▶ _DIRECTIONS_
Of the records that follow, copy only the lines from the line containing "every white fireplace" to the line containing "locate every recessed", both included, exactly as written.
EXTRACTED ENTRIES START
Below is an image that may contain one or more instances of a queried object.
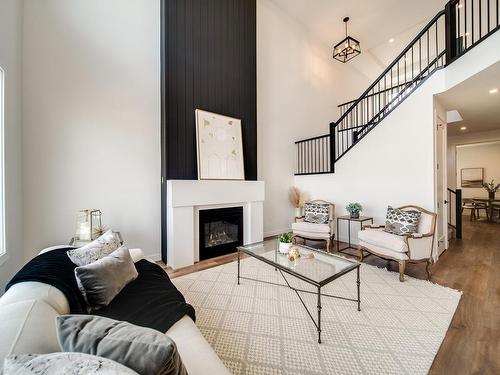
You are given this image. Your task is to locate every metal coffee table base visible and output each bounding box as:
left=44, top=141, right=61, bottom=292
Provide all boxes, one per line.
left=237, top=253, right=361, bottom=344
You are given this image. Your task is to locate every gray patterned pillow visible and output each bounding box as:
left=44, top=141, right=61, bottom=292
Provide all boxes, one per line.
left=384, top=206, right=421, bottom=235
left=67, top=230, right=121, bottom=266
left=3, top=353, right=138, bottom=374
left=57, top=315, right=187, bottom=375
left=304, top=202, right=330, bottom=224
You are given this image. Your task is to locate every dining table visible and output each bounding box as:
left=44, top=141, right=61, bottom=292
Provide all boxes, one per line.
left=473, top=197, right=500, bottom=222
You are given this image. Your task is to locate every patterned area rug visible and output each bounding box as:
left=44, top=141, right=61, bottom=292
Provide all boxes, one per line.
left=172, top=257, right=461, bottom=375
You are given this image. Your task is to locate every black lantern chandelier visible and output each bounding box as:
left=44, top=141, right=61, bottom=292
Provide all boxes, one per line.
left=333, top=17, right=361, bottom=63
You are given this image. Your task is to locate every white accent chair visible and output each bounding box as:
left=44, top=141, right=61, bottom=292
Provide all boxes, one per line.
left=357, top=205, right=437, bottom=282
left=291, top=200, right=335, bottom=252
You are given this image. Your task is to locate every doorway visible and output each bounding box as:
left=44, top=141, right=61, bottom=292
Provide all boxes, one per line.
left=435, top=115, right=448, bottom=256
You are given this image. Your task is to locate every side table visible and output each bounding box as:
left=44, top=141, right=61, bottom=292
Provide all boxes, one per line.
left=68, top=231, right=123, bottom=247
left=336, top=215, right=373, bottom=253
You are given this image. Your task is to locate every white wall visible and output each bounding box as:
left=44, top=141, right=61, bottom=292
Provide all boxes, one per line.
left=22, top=0, right=161, bottom=260
left=455, top=141, right=500, bottom=198
left=447, top=129, right=500, bottom=191
left=295, top=73, right=443, bottom=245
left=0, top=0, right=24, bottom=292
left=257, top=0, right=368, bottom=236
left=294, top=30, right=500, bottom=248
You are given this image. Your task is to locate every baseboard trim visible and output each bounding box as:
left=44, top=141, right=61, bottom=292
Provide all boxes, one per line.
left=264, top=228, right=291, bottom=238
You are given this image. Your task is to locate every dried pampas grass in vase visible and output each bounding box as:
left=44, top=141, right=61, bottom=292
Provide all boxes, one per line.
left=289, top=187, right=309, bottom=218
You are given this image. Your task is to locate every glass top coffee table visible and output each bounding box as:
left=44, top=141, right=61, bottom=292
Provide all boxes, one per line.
left=237, top=240, right=361, bottom=344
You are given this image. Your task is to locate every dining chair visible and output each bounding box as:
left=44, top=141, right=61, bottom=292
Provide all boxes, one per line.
left=472, top=200, right=489, bottom=221
left=492, top=203, right=500, bottom=220
left=462, top=199, right=476, bottom=221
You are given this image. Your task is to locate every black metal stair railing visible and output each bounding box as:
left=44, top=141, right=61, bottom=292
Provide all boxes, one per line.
left=294, top=0, right=500, bottom=176
left=331, top=10, right=447, bottom=165
left=447, top=188, right=462, bottom=239
left=295, top=134, right=331, bottom=175
left=446, top=0, right=500, bottom=64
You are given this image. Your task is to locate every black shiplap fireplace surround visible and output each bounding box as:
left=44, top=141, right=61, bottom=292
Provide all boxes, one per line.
left=160, top=0, right=257, bottom=263
left=199, top=207, right=243, bottom=261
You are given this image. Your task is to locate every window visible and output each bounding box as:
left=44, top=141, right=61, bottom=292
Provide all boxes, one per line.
left=0, top=67, right=5, bottom=261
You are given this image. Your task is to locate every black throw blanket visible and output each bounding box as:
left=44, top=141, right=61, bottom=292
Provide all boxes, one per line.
left=6, top=249, right=195, bottom=333
left=5, top=247, right=87, bottom=313
left=95, top=259, right=196, bottom=332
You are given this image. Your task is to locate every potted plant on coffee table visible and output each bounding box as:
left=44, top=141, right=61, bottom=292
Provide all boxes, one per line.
left=346, top=202, right=363, bottom=219
left=278, top=232, right=294, bottom=254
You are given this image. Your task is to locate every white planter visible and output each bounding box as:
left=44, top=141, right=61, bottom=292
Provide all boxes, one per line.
left=295, top=207, right=302, bottom=218
left=279, top=242, right=292, bottom=254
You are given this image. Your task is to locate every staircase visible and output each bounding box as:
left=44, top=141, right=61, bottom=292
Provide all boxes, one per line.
left=295, top=0, right=500, bottom=175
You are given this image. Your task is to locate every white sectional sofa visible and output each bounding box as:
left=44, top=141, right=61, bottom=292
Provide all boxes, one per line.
left=0, top=248, right=229, bottom=374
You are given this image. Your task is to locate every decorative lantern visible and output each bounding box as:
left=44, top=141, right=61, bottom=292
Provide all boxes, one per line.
left=333, top=17, right=361, bottom=63
left=75, top=209, right=103, bottom=241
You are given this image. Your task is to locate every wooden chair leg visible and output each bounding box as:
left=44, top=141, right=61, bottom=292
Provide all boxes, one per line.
left=358, top=245, right=364, bottom=261
left=398, top=260, right=406, bottom=282
left=426, top=259, right=432, bottom=280
left=325, top=239, right=330, bottom=253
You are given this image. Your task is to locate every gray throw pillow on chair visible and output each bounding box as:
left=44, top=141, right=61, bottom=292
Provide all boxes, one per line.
left=74, top=246, right=138, bottom=309
left=384, top=206, right=421, bottom=235
left=56, top=315, right=187, bottom=375
left=303, top=202, right=330, bottom=224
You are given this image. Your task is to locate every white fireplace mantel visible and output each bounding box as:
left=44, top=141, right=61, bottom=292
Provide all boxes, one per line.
left=166, top=180, right=265, bottom=269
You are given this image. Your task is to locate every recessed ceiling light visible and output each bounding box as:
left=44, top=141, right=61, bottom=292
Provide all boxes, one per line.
left=460, top=126, right=467, bottom=130
left=489, top=88, right=498, bottom=94
left=388, top=38, right=395, bottom=43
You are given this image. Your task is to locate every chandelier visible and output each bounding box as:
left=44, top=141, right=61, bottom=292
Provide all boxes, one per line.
left=333, top=17, right=361, bottom=63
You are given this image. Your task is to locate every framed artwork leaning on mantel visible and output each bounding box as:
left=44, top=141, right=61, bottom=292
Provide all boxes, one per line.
left=195, top=109, right=245, bottom=180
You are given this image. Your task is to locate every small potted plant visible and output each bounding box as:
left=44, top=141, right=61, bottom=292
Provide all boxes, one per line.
left=482, top=180, right=500, bottom=200
left=346, top=202, right=363, bottom=219
left=278, top=232, right=294, bottom=254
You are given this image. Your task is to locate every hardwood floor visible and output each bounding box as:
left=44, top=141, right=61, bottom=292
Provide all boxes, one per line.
left=160, top=219, right=499, bottom=374
left=426, top=219, right=499, bottom=375
left=159, top=252, right=239, bottom=278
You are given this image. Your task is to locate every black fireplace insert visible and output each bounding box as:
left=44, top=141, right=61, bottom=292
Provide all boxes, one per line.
left=199, top=206, right=243, bottom=261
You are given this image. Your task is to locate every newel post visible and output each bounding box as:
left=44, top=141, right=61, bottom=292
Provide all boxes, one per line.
left=455, top=188, right=462, bottom=239
left=329, top=122, right=336, bottom=173
left=445, top=1, right=458, bottom=64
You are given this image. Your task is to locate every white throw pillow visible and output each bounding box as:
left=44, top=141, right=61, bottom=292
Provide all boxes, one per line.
left=67, top=230, right=121, bottom=266
left=3, top=353, right=138, bottom=374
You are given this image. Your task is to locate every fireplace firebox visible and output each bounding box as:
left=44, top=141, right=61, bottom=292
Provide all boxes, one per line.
left=199, top=207, right=243, bottom=261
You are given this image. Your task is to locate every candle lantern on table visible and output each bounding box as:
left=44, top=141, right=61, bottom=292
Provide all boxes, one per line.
left=75, top=209, right=103, bottom=241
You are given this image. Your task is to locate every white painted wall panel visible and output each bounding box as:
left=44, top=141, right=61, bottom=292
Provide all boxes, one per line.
left=22, top=0, right=161, bottom=260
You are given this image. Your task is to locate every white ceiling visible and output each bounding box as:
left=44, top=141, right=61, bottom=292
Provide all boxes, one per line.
left=437, top=61, right=500, bottom=136
left=271, top=0, right=448, bottom=80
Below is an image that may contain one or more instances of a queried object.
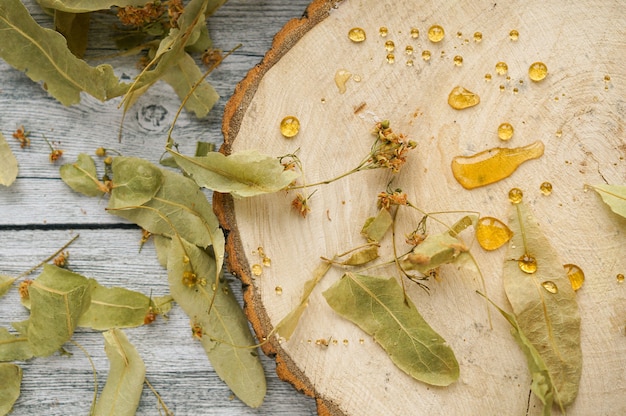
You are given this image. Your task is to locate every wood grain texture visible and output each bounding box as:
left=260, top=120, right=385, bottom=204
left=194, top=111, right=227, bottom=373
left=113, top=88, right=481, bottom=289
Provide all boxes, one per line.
left=0, top=0, right=317, bottom=415
left=216, top=0, right=626, bottom=415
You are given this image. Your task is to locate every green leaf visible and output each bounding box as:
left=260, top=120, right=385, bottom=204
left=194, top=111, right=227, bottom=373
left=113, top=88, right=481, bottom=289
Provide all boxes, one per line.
left=153, top=235, right=171, bottom=268
left=276, top=262, right=332, bottom=340
left=162, top=52, right=219, bottom=118
left=54, top=10, right=90, bottom=58
left=0, top=0, right=121, bottom=105
left=342, top=245, right=379, bottom=266
left=94, top=328, right=146, bottom=416
left=109, top=157, right=164, bottom=209
left=591, top=184, right=626, bottom=219
left=323, top=273, right=459, bottom=386
left=37, top=0, right=148, bottom=13
left=503, top=201, right=582, bottom=408
left=0, top=363, right=22, bottom=415
left=361, top=208, right=393, bottom=242
left=27, top=264, right=92, bottom=357
left=167, top=238, right=266, bottom=407
left=168, top=149, right=299, bottom=197
left=60, top=153, right=106, bottom=197
left=0, top=133, right=18, bottom=187
left=78, top=280, right=150, bottom=330
left=0, top=275, right=16, bottom=298
left=400, top=232, right=470, bottom=274
left=0, top=327, right=33, bottom=362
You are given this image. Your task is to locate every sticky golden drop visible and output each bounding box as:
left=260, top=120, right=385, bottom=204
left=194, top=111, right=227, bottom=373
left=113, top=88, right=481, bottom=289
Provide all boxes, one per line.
left=617, top=273, right=624, bottom=283
left=262, top=256, right=272, bottom=267
left=251, top=264, right=263, bottom=276
left=564, top=264, right=584, bottom=291
left=484, top=73, right=492, bottom=81
left=428, top=25, right=445, bottom=42
left=379, top=26, right=388, bottom=37
left=384, top=40, right=395, bottom=52
left=497, top=122, right=514, bottom=141
left=508, top=188, right=524, bottom=204
left=540, top=181, right=553, bottom=196
left=182, top=271, right=197, bottom=287
left=518, top=254, right=538, bottom=274
left=528, top=62, right=548, bottom=82
left=473, top=31, right=483, bottom=42
left=386, top=53, right=395, bottom=64
left=476, top=217, right=513, bottom=250
left=541, top=280, right=558, bottom=294
left=453, top=55, right=463, bottom=66
left=405, top=45, right=414, bottom=55
left=509, top=29, right=519, bottom=41
left=348, top=27, right=366, bottom=43
left=406, top=59, right=414, bottom=67
left=421, top=50, right=432, bottom=61
left=451, top=141, right=545, bottom=189
left=410, top=28, right=419, bottom=38
left=280, top=116, right=300, bottom=138
left=447, top=86, right=480, bottom=110
left=275, top=286, right=283, bottom=295
left=495, top=61, right=508, bottom=75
EXTRACTED ENTRIES END
▶ _PROBLEM SOLUTION_
You are given this image. Your task is to locate every white fireplace mantel visible and output each bounding box as:
left=44, top=141, right=61, bottom=292
Provide all boxes, one per line.
left=166, top=180, right=265, bottom=269
You are given this image. Your task is to locate every recessed ceiling light visible and output each bounding box as:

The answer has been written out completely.